→ Task input:

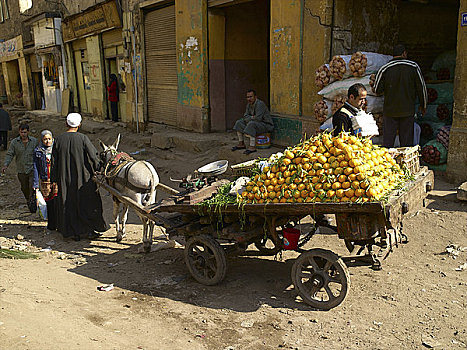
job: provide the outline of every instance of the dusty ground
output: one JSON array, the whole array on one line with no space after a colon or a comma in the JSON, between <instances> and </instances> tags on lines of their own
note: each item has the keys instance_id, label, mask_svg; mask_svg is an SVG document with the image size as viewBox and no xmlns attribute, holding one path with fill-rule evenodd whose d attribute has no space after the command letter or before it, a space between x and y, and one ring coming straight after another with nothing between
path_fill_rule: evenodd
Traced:
<instances>
[{"instance_id":1,"label":"dusty ground","mask_svg":"<svg viewBox=\"0 0 467 350\"><path fill-rule=\"evenodd\" d=\"M36 133L63 130L57 123L32 124ZM97 146L98 137L110 142L121 130L90 137ZM120 148L131 152L144 142L125 134ZM143 156L167 183L169 171L186 175L217 154L153 149ZM121 244L114 242L113 225L99 240L64 241L27 212L12 166L0 177L0 245L39 258L0 259L0 348L464 349L467 271L456 268L467 251L449 255L446 247L467 246L467 205L455 199L453 187L437 178L426 208L405 220L409 244L396 249L382 271L352 267L346 299L322 312L295 300L294 252L277 260L230 259L223 283L206 287L189 275L182 247L139 253L134 214ZM110 222L111 200L105 193L103 200ZM318 235L308 247L345 252L333 235ZM107 283L115 289L97 291Z\"/></svg>"}]
</instances>

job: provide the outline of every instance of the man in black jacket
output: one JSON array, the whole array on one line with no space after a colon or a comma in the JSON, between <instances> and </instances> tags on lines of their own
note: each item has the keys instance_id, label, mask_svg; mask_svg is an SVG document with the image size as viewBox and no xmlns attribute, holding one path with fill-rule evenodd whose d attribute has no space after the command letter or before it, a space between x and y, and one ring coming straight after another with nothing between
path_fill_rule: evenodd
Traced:
<instances>
[{"instance_id":1,"label":"man in black jacket","mask_svg":"<svg viewBox=\"0 0 467 350\"><path fill-rule=\"evenodd\" d=\"M418 97L425 114L427 93L420 67L407 59L404 45L394 47L394 58L376 74L373 90L384 93L384 146L394 147L397 131L401 147L413 146L415 102Z\"/></svg>"},{"instance_id":2,"label":"man in black jacket","mask_svg":"<svg viewBox=\"0 0 467 350\"><path fill-rule=\"evenodd\" d=\"M339 108L332 116L332 127L334 136L340 134L341 131L353 132L352 117L362 109L365 104L367 91L363 84L357 83L349 87L347 91L347 102Z\"/></svg>"}]
</instances>

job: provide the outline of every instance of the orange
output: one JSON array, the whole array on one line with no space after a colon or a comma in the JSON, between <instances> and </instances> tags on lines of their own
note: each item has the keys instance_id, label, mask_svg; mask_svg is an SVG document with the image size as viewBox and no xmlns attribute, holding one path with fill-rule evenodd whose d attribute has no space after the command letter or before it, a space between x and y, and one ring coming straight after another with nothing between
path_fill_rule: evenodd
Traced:
<instances>
[{"instance_id":1,"label":"orange","mask_svg":"<svg viewBox=\"0 0 467 350\"><path fill-rule=\"evenodd\" d=\"M341 167L334 169L334 175L340 175L343 172L344 172L344 169L342 169Z\"/></svg>"},{"instance_id":2,"label":"orange","mask_svg":"<svg viewBox=\"0 0 467 350\"><path fill-rule=\"evenodd\" d=\"M328 198L332 198L335 195L336 195L336 191L334 191L334 190L329 190L329 191L326 192L326 197L328 197Z\"/></svg>"},{"instance_id":3,"label":"orange","mask_svg":"<svg viewBox=\"0 0 467 350\"><path fill-rule=\"evenodd\" d=\"M267 179L264 180L264 186L269 186L271 184L271 180Z\"/></svg>"},{"instance_id":4,"label":"orange","mask_svg":"<svg viewBox=\"0 0 467 350\"><path fill-rule=\"evenodd\" d=\"M355 195L355 191L351 188L347 189L347 191L345 191L345 196L346 197L349 197L349 198L352 198L353 196Z\"/></svg>"},{"instance_id":5,"label":"orange","mask_svg":"<svg viewBox=\"0 0 467 350\"><path fill-rule=\"evenodd\" d=\"M343 188L343 189L348 189L348 188L350 188L350 182L348 182L348 181L343 182L343 183L342 183L342 188Z\"/></svg>"},{"instance_id":6,"label":"orange","mask_svg":"<svg viewBox=\"0 0 467 350\"><path fill-rule=\"evenodd\" d=\"M331 186L331 188L332 188L333 190L338 190L338 189L341 188L341 187L342 187L342 185L341 185L340 182L334 182L334 183L332 184L332 186Z\"/></svg>"},{"instance_id":7,"label":"orange","mask_svg":"<svg viewBox=\"0 0 467 350\"><path fill-rule=\"evenodd\" d=\"M302 190L305 189L305 187L306 187L306 186L305 186L304 184L299 184L299 185L297 186L297 190L302 191Z\"/></svg>"},{"instance_id":8,"label":"orange","mask_svg":"<svg viewBox=\"0 0 467 350\"><path fill-rule=\"evenodd\" d=\"M356 190L357 188L360 187L360 182L358 181L352 181L352 188Z\"/></svg>"},{"instance_id":9,"label":"orange","mask_svg":"<svg viewBox=\"0 0 467 350\"><path fill-rule=\"evenodd\" d=\"M284 158L282 159L282 163L284 163L284 165L290 165L290 163L292 163L292 161L289 159L289 158Z\"/></svg>"},{"instance_id":10,"label":"orange","mask_svg":"<svg viewBox=\"0 0 467 350\"><path fill-rule=\"evenodd\" d=\"M300 164L302 162L302 157L297 157L294 159L295 164Z\"/></svg>"},{"instance_id":11,"label":"orange","mask_svg":"<svg viewBox=\"0 0 467 350\"><path fill-rule=\"evenodd\" d=\"M361 188L358 188L355 190L355 196L363 197L364 195L365 195L365 190L362 190Z\"/></svg>"},{"instance_id":12,"label":"orange","mask_svg":"<svg viewBox=\"0 0 467 350\"><path fill-rule=\"evenodd\" d=\"M342 182L347 181L347 176L345 176L345 175L339 175L339 177L338 177L337 179L339 180L339 182L342 183Z\"/></svg>"},{"instance_id":13,"label":"orange","mask_svg":"<svg viewBox=\"0 0 467 350\"><path fill-rule=\"evenodd\" d=\"M340 166L341 168L347 168L348 165L349 165L349 163L348 163L347 161L345 161L345 160L343 160L343 161L341 161L341 162L339 163L339 166Z\"/></svg>"},{"instance_id":14,"label":"orange","mask_svg":"<svg viewBox=\"0 0 467 350\"><path fill-rule=\"evenodd\" d=\"M285 197L282 197L280 200L279 200L279 203L286 203L287 202L287 198Z\"/></svg>"},{"instance_id":15,"label":"orange","mask_svg":"<svg viewBox=\"0 0 467 350\"><path fill-rule=\"evenodd\" d=\"M355 181L357 179L357 174L349 174L349 181Z\"/></svg>"},{"instance_id":16,"label":"orange","mask_svg":"<svg viewBox=\"0 0 467 350\"><path fill-rule=\"evenodd\" d=\"M315 184L315 190L320 190L322 188L323 188L323 184L321 184L321 183Z\"/></svg>"},{"instance_id":17,"label":"orange","mask_svg":"<svg viewBox=\"0 0 467 350\"><path fill-rule=\"evenodd\" d=\"M336 196L339 197L339 198L342 198L344 197L344 190L341 188L341 189L338 189L336 191Z\"/></svg>"},{"instance_id":18,"label":"orange","mask_svg":"<svg viewBox=\"0 0 467 350\"><path fill-rule=\"evenodd\" d=\"M345 175L350 175L350 174L352 174L352 173L353 173L353 168L348 167L348 168L345 168L345 169L344 169L344 174L345 174Z\"/></svg>"},{"instance_id":19,"label":"orange","mask_svg":"<svg viewBox=\"0 0 467 350\"><path fill-rule=\"evenodd\" d=\"M332 185L329 182L326 182L323 184L323 189L330 190L331 188L332 188Z\"/></svg>"},{"instance_id":20,"label":"orange","mask_svg":"<svg viewBox=\"0 0 467 350\"><path fill-rule=\"evenodd\" d=\"M324 164L327 162L327 158L324 156L324 155L321 155L318 157L318 162L320 162L321 164Z\"/></svg>"}]
</instances>

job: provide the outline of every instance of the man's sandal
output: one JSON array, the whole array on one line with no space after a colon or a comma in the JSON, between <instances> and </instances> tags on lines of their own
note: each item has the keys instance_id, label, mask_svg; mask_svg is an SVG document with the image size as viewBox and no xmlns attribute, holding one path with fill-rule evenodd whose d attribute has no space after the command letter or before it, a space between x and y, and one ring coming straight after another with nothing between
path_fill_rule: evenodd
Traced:
<instances>
[{"instance_id":1,"label":"man's sandal","mask_svg":"<svg viewBox=\"0 0 467 350\"><path fill-rule=\"evenodd\" d=\"M246 148L245 146L243 146L243 147L242 147L242 146L233 146L233 147L232 147L232 152L233 152L233 151L237 151L237 150L239 150L239 149L245 149L245 148Z\"/></svg>"},{"instance_id":2,"label":"man's sandal","mask_svg":"<svg viewBox=\"0 0 467 350\"><path fill-rule=\"evenodd\" d=\"M256 152L255 149L253 149L253 150L247 149L247 150L246 150L245 152L243 152L243 153L246 154L246 155L249 155L249 154L252 154L252 153L255 153L255 152Z\"/></svg>"}]
</instances>

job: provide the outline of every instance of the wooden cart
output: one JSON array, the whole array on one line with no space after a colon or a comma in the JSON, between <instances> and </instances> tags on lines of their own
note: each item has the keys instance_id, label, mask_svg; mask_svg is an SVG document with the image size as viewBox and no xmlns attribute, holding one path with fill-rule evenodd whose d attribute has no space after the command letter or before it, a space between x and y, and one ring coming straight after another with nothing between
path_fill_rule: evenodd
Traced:
<instances>
[{"instance_id":1,"label":"wooden cart","mask_svg":"<svg viewBox=\"0 0 467 350\"><path fill-rule=\"evenodd\" d=\"M394 191L383 202L356 203L268 203L227 205L221 210L198 204L180 203L172 196L152 208L128 202L134 209L166 228L171 237L185 237L185 262L191 275L200 283L214 285L226 274L229 254L275 255L283 249L282 229L310 215L319 220L322 214L335 214L336 231L345 241L352 259L366 259L374 269L381 268L375 248L385 257L401 241L403 218L422 208L434 184L433 172L426 167L404 188ZM102 185L102 184L101 184ZM104 186L108 187L108 186ZM119 196L112 188L113 195ZM121 196L119 196L121 197ZM309 241L315 229L302 232L299 247ZM257 251L246 251L254 244ZM317 309L331 309L345 298L350 286L346 258L331 250L298 248L292 282L304 302ZM365 251L364 255L361 255Z\"/></svg>"}]
</instances>

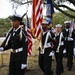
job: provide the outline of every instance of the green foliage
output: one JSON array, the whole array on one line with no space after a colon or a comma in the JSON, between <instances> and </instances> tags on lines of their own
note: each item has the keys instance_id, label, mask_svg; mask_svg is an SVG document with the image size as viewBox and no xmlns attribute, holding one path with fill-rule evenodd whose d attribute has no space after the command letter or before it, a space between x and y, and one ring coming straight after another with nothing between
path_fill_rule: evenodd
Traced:
<instances>
[{"instance_id":1,"label":"green foliage","mask_svg":"<svg viewBox=\"0 0 75 75\"><path fill-rule=\"evenodd\" d=\"M68 10L67 10L66 12L73 14L72 12L70 12L70 11L68 11ZM64 15L63 13L61 13L61 12L56 12L56 13L54 14L54 26L55 26L56 24L62 24L63 27L64 27L64 21L66 21L66 20L71 20L71 21L73 21L73 18L69 18L68 16L65 16L65 15Z\"/></svg>"},{"instance_id":2,"label":"green foliage","mask_svg":"<svg viewBox=\"0 0 75 75\"><path fill-rule=\"evenodd\" d=\"M0 36L5 36L10 27L11 22L9 18L0 18Z\"/></svg>"},{"instance_id":3,"label":"green foliage","mask_svg":"<svg viewBox=\"0 0 75 75\"><path fill-rule=\"evenodd\" d=\"M66 10L66 12L75 15L75 13L72 13L69 10ZM11 27L10 17L11 16L9 16L8 18L5 18L5 19L0 18L0 36L5 36L7 31L10 29L10 27ZM53 17L54 17L54 26L56 24L60 23L64 27L64 21L66 21L66 20L74 21L73 18L69 18L68 16L65 16L61 12L55 12ZM29 20L31 21L31 18L29 18ZM23 22L25 22L25 19L23 19Z\"/></svg>"}]
</instances>

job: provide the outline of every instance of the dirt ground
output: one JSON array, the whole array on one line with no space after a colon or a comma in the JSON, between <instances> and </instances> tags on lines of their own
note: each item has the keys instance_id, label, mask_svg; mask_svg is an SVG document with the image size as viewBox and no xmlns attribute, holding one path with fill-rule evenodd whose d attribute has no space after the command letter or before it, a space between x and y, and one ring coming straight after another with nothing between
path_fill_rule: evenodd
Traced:
<instances>
[{"instance_id":1,"label":"dirt ground","mask_svg":"<svg viewBox=\"0 0 75 75\"><path fill-rule=\"evenodd\" d=\"M3 53L3 66L0 66L0 75L8 75L9 57L10 57L10 52ZM74 58L74 65L73 65L72 71L67 70L66 61L67 59L64 58L63 60L64 73L62 75L75 75L75 58ZM55 66L56 66L56 63L54 60L52 62L52 70L54 72L54 75L56 75ZM44 75L38 66L38 55L28 57L28 68L31 69L31 71L26 72L26 75Z\"/></svg>"}]
</instances>

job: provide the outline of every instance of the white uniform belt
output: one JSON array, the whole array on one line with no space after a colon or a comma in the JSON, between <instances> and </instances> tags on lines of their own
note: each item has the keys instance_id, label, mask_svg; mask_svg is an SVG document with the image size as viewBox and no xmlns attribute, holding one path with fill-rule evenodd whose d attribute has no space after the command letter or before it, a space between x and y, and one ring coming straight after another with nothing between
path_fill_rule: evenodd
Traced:
<instances>
[{"instance_id":1,"label":"white uniform belt","mask_svg":"<svg viewBox=\"0 0 75 75\"><path fill-rule=\"evenodd\" d=\"M64 45L64 42L62 41L62 42L60 43L60 45Z\"/></svg>"},{"instance_id":2,"label":"white uniform belt","mask_svg":"<svg viewBox=\"0 0 75 75\"><path fill-rule=\"evenodd\" d=\"M23 48L18 48L18 49L11 49L11 52L13 53L18 53L18 52L22 52L23 51Z\"/></svg>"},{"instance_id":3,"label":"white uniform belt","mask_svg":"<svg viewBox=\"0 0 75 75\"><path fill-rule=\"evenodd\" d=\"M44 45L44 48L49 48L49 47L51 47L50 43L47 43L46 45Z\"/></svg>"}]
</instances>

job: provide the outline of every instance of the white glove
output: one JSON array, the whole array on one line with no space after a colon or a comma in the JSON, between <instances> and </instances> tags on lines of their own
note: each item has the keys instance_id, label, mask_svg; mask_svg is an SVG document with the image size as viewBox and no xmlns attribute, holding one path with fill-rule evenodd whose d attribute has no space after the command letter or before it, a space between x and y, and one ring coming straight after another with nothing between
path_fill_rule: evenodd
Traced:
<instances>
[{"instance_id":1,"label":"white glove","mask_svg":"<svg viewBox=\"0 0 75 75\"><path fill-rule=\"evenodd\" d=\"M65 54L65 53L66 53L66 49L63 50L63 54Z\"/></svg>"},{"instance_id":2,"label":"white glove","mask_svg":"<svg viewBox=\"0 0 75 75\"><path fill-rule=\"evenodd\" d=\"M68 37L68 41L73 41L73 38Z\"/></svg>"},{"instance_id":3,"label":"white glove","mask_svg":"<svg viewBox=\"0 0 75 75\"><path fill-rule=\"evenodd\" d=\"M54 56L54 51L50 52L49 56Z\"/></svg>"},{"instance_id":4,"label":"white glove","mask_svg":"<svg viewBox=\"0 0 75 75\"><path fill-rule=\"evenodd\" d=\"M21 64L21 69L25 69L27 67L26 64Z\"/></svg>"},{"instance_id":5,"label":"white glove","mask_svg":"<svg viewBox=\"0 0 75 75\"><path fill-rule=\"evenodd\" d=\"M3 51L4 50L4 48L3 47L0 47L0 51Z\"/></svg>"},{"instance_id":6,"label":"white glove","mask_svg":"<svg viewBox=\"0 0 75 75\"><path fill-rule=\"evenodd\" d=\"M60 46L58 46L58 48L57 48L57 50L56 50L56 53L59 53L59 48L60 48Z\"/></svg>"}]
</instances>

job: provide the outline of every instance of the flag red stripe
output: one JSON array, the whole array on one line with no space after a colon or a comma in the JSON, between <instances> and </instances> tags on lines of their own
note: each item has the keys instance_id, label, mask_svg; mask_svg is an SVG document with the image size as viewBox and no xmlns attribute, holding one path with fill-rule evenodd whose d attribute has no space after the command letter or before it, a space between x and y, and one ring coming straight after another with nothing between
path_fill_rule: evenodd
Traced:
<instances>
[{"instance_id":1,"label":"flag red stripe","mask_svg":"<svg viewBox=\"0 0 75 75\"><path fill-rule=\"evenodd\" d=\"M27 26L27 36L28 36L28 55L31 55L32 53L32 35L29 28L29 20L28 16L26 17L26 26Z\"/></svg>"},{"instance_id":2,"label":"flag red stripe","mask_svg":"<svg viewBox=\"0 0 75 75\"><path fill-rule=\"evenodd\" d=\"M41 32L41 29L38 30L37 35L36 35L37 37L39 36L40 32Z\"/></svg>"},{"instance_id":3,"label":"flag red stripe","mask_svg":"<svg viewBox=\"0 0 75 75\"><path fill-rule=\"evenodd\" d=\"M34 13L33 15L35 17L35 20L34 20L33 17L32 17L32 19L33 19L33 22L35 24L32 24L32 25L33 26L35 25L35 32L34 32L35 37L39 38L39 37L41 37L40 36L41 22L42 22L42 19L43 19L43 16L42 16L42 0L33 0L33 3L34 3L33 5L35 5L34 11L33 11L33 13Z\"/></svg>"}]
</instances>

→ Task objective:
Go through the material above, and wherever a line holds the word "outline", copy it.

→ Exercise output:
job: provide the outline of every instance of the dusty ground
job: provide the outline of every instance of the man in black jacket
job: provide the outline of every instance of the orange
job: provide the outline of every instance of the man's sandal
job: provide the outline of every instance of the wooden cart
job: provide the outline of every instance of the green foliage
job: provide the outline of every instance of the dirt ground
job: provide the outline of every instance of the white uniform belt
job: provide the outline of every instance of the white glove
job: provide the outline of every instance of the flag red stripe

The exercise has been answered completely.